● Problem
Exact repetition of every entry is required.

════════════════════

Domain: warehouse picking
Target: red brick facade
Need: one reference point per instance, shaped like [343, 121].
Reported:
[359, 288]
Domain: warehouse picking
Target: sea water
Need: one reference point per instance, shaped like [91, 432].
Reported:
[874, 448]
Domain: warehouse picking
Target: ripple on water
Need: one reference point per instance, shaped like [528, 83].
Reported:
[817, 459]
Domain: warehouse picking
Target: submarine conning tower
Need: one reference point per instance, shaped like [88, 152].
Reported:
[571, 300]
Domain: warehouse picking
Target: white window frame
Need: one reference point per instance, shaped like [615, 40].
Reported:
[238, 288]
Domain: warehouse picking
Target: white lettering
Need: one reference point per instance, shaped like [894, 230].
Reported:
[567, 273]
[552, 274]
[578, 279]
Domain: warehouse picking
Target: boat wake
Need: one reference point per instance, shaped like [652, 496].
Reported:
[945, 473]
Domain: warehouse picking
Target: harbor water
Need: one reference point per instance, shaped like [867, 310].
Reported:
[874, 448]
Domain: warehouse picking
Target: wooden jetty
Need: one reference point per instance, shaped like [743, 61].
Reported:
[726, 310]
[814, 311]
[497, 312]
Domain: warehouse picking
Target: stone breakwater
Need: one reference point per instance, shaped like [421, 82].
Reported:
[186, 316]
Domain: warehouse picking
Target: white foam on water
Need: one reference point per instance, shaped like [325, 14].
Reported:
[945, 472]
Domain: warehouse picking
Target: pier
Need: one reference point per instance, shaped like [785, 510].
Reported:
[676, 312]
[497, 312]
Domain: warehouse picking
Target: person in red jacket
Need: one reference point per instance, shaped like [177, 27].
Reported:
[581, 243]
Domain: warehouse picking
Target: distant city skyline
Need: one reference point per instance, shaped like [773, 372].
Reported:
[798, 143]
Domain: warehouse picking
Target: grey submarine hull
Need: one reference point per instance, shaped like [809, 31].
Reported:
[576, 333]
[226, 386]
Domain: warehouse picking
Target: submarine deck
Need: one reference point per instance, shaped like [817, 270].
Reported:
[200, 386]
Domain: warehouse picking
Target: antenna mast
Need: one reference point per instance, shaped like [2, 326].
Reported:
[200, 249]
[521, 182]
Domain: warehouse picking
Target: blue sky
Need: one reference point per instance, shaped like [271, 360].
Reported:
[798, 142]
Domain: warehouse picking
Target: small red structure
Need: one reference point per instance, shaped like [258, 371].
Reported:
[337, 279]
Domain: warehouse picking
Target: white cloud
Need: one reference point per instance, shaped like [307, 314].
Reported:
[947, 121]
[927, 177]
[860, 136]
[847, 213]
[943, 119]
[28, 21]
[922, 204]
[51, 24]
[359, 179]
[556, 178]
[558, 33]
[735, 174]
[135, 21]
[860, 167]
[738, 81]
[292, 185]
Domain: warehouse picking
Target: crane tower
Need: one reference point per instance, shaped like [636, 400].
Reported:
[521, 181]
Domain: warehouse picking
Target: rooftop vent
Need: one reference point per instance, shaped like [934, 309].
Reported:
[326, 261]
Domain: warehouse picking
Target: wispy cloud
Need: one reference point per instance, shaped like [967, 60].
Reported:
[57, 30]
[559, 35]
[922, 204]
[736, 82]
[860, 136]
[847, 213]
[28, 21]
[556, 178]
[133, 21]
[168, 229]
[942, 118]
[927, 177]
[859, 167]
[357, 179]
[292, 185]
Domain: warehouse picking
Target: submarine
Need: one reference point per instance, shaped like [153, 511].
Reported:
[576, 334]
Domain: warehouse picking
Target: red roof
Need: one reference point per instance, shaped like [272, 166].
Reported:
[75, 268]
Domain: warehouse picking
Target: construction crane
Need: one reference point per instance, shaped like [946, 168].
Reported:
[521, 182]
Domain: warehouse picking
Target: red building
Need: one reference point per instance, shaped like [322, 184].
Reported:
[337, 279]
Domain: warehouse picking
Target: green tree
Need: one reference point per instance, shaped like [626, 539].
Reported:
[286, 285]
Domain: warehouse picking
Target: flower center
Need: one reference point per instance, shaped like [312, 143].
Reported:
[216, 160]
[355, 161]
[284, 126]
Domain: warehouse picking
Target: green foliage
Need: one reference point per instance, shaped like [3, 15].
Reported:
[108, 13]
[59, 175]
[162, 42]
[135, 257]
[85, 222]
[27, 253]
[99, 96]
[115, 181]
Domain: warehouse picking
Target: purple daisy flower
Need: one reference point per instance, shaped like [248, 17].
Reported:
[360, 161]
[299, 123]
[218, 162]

════════════════════

● Task result
Domain: warehouse picking
Target: red brick facade
Need: one reference point per instance, shaped like [343, 121].
Reported:
[359, 288]
Domain: warehouse picking
Target: sea water
Need: one reference point per instance, shaped like [91, 432].
Reported:
[874, 448]
Domain: warehouse picking
Target: ripple on water
Need: one reference point per instance, shaped like [528, 83].
Reported:
[817, 459]
Domain: warehouse picking
Target: submarine conning tower
Need: one reference point per instance, shaped like [88, 152].
Reported:
[571, 300]
Domain: warehouse picking
Target: white window frame
Need: one reference point per instance, shaped like [615, 40].
Reported:
[238, 288]
Domain: warehouse picking
Target: white lettering
Need: one reference point per instance, shaped like [894, 230].
Reported:
[567, 273]
[552, 274]
[578, 279]
Domain: warehouse picking
Target: boat wake
Need: one reference point per instance, shaped like [652, 496].
Reported:
[945, 473]
Domain: warehouse picking
Target: harbor water
Need: one reference point per instance, shaped like [867, 310].
Reported:
[874, 448]
Domain: warehouse picking
Target: wooden jetty
Need: one reference point per instance, shaped like [743, 61].
Reported:
[726, 310]
[814, 311]
[497, 312]
Domain: warehouse picking
Target: stone breakwater
Need: one reference point per instance, shaped like [421, 82].
Reported:
[186, 316]
Domain: warehouse picking
Target: white foam on water
Need: one reference point per instance, shaped like [325, 14].
Reported:
[945, 472]
Domain: warehouse picking
Target: pier
Need: one reference point per instance, shaped like [785, 510].
Reported:
[676, 312]
[497, 312]
Domain: warehouse picking
Target: person in red jacket
Need: one reference point per instance, shaped like [177, 27].
Reported:
[581, 243]
Domain: warehouse picking
Target: distant city skyline
Need: one reference point per instance, shaped like [773, 372].
Reported:
[798, 143]
Domain: warehouse picking
Target: grey submarine hull
Need: one reference point per instance, shaped like [809, 31].
Reported:
[576, 333]
[226, 386]
Domain: warehouse picking
Target: submarine deck
Need: one reference point per instance, shaped like [817, 270].
Reported:
[200, 386]
Domain: warehouse picking
Target: antenna mast
Need: one reference point per instance, shaped like [2, 326].
Reported:
[200, 249]
[521, 182]
Domain: warehouse picking
Target: blue sky
Need: one reference point per instance, shaped like [271, 360].
Reported:
[798, 142]
Domain: warehouse picking
Target: small red structure
Need: one reference point per instance, shaped like [258, 371].
Reported:
[337, 279]
Domain: warehouse picking
Target: white cloud
Need: one reference point per instance, shaped like [307, 314].
Reported:
[947, 121]
[927, 177]
[860, 136]
[847, 213]
[943, 119]
[28, 21]
[922, 204]
[51, 24]
[359, 179]
[556, 178]
[558, 33]
[735, 174]
[135, 21]
[860, 167]
[738, 81]
[292, 185]
Domain: warehouse picking
Target: crane tower
Need: one reference point per instance, shaped like [636, 400].
Reported:
[521, 181]
Domain: warehouse picking
Target: rooftop vent
Need: one reference point per instance, shaped like [934, 309].
Reported:
[326, 261]
Domain: warehouse picking
Target: wispy cloud
Need: one reference point per instance, shaped like [967, 60].
Reported:
[57, 30]
[559, 35]
[922, 204]
[736, 82]
[860, 136]
[847, 213]
[28, 21]
[556, 178]
[133, 21]
[168, 229]
[942, 118]
[927, 177]
[859, 167]
[357, 179]
[292, 185]
Domain: warehouse picking
Target: submarine
Need: one reference point per instance, shaped like [153, 511].
Reported:
[576, 334]
Domain: warehouse picking
Target: red roof
Need: one reference point per instance, shaped like [272, 166].
Reported:
[75, 268]
Domain: warehouse picking
Target: construction crane
Need: one reference point per instance, shaped like [946, 168].
Reported:
[521, 182]
Domain: warehouse picking
Target: red building
Need: one reference point per instance, shaped like [322, 184].
Reported:
[337, 279]
Domain: warehouse picking
Target: green tree
Need: one reference point per instance, shaped like [626, 539].
Reported:
[286, 285]
Domain: warehouse picking
Target: flower center
Need: one reference point per instance, shaped like [312, 143].
Reported:
[216, 160]
[355, 161]
[284, 126]
Domain: warehouse picking
Target: green foliage
Need: one reference point per instance, shaped like [3, 15].
Reported:
[108, 13]
[59, 175]
[162, 42]
[135, 257]
[85, 222]
[27, 253]
[99, 96]
[115, 181]
Domain: warehouse picking
Target: purple daisy flower
Need: one reference point per instance, shaped like [248, 17].
Reported:
[360, 161]
[299, 123]
[218, 162]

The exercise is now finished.